[Start of Passage shown]

Turco pleaded guilty in August to 14 offences stemming from a break-in spree, where he targetted laundry rooms in numerous Sault Ste. Marie apartment buildings between Dec. 23 and Feb. 19.
During the 13 break-ins, he damaged laundry machines, using drills, screwdrivers and a specialized magnet, to extract coins from them.
The court heard a total of approximately $1,000 was stolen from the various locations, and the damages exceeded $3,500.
Kwolek decided 15 months (or 455 days) incarceration is appropriate for these offences — a sentence he called in the range between what the defence and Crown had proposed.
Using the standard ratio, he gave Turco a total credit of 329 days for pre-sentence custody, and assigned a "further mitigation of sentence for harsh pre-sentence conditions of 90 days."
That leaves the 34-year-old man with 36 more days to serve behind bars.

[End of Passage shown]
[Start of Data shown]

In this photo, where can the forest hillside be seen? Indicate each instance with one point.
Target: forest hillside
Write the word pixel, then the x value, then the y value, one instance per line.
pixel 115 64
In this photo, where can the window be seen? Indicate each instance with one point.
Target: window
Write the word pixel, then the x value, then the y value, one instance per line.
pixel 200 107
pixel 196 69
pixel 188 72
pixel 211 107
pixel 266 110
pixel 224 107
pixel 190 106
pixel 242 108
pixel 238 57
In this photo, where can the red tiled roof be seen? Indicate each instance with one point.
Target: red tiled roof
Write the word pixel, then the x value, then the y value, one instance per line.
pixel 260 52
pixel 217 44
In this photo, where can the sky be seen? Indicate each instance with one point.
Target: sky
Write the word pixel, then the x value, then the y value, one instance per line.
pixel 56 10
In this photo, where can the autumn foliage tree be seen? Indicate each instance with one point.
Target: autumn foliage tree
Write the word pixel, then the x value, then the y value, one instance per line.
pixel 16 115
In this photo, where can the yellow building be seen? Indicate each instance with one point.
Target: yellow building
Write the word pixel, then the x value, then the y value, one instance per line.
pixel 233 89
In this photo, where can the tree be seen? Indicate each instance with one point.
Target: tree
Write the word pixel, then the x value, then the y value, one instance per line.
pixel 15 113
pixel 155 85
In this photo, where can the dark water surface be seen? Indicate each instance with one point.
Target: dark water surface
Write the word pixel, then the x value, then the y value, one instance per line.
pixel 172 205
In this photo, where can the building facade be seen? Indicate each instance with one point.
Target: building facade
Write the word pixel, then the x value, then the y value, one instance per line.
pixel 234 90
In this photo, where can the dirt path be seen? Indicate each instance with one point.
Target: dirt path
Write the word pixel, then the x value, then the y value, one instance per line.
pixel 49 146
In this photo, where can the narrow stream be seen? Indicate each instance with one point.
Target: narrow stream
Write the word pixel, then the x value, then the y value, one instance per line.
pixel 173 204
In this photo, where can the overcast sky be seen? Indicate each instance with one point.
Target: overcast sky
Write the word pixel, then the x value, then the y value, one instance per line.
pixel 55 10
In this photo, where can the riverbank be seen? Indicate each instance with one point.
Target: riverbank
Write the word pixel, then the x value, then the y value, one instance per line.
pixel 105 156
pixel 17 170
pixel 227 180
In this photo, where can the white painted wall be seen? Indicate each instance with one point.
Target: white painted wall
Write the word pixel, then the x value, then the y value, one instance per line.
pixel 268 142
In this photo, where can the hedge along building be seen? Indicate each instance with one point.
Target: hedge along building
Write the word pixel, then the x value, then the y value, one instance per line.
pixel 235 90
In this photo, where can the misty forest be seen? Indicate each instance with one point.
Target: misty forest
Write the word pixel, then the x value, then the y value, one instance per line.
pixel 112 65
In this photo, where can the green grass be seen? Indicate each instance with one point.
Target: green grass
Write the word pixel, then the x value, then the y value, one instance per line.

[End of Data shown]

• **Aim A**:
Find each line of the records that contains the word "dirt", and copy those lines.
• **Aim B**:
Write the next few sentences of the passage on the laundry-room break-ins, continuing after its final line.

• **Task output A**:
In this photo, where can the dirt path be seen? Indicate each instance with one point.
Target: dirt path

• **Task output B**:
The Crown had asked the judge to impose a jail term of two years less a day, minus credit for pre-sentence custody.
Defence lawyer Jessica Belisle had argued that her client should be given an enhanced two-for-one credit for the 200 days he had spent in custody (at the time of the Aug. 29 hearing) because of the harsh jail conditions, and be sentenced to time served.
Prosecutor David Didiodato opposed the enhanced credit, maintaining Turco shouldn't receive anything more than the standard 1.5-for-one credit.
This would mean he faced about 14 months further incarceration.
Both lawyers had suggested that Turco also be placed on probation for two years.
Kwolek opted for the maximum period of three years with conditions that include substance abuse and mental health counselling, as well as a requirement that he stay away from the apartment buildings where he had committed his crimes.
The judge also imposed a standalone restitution order requiring Turco to repay the victims the stolen amounts of money and the cost of the damages.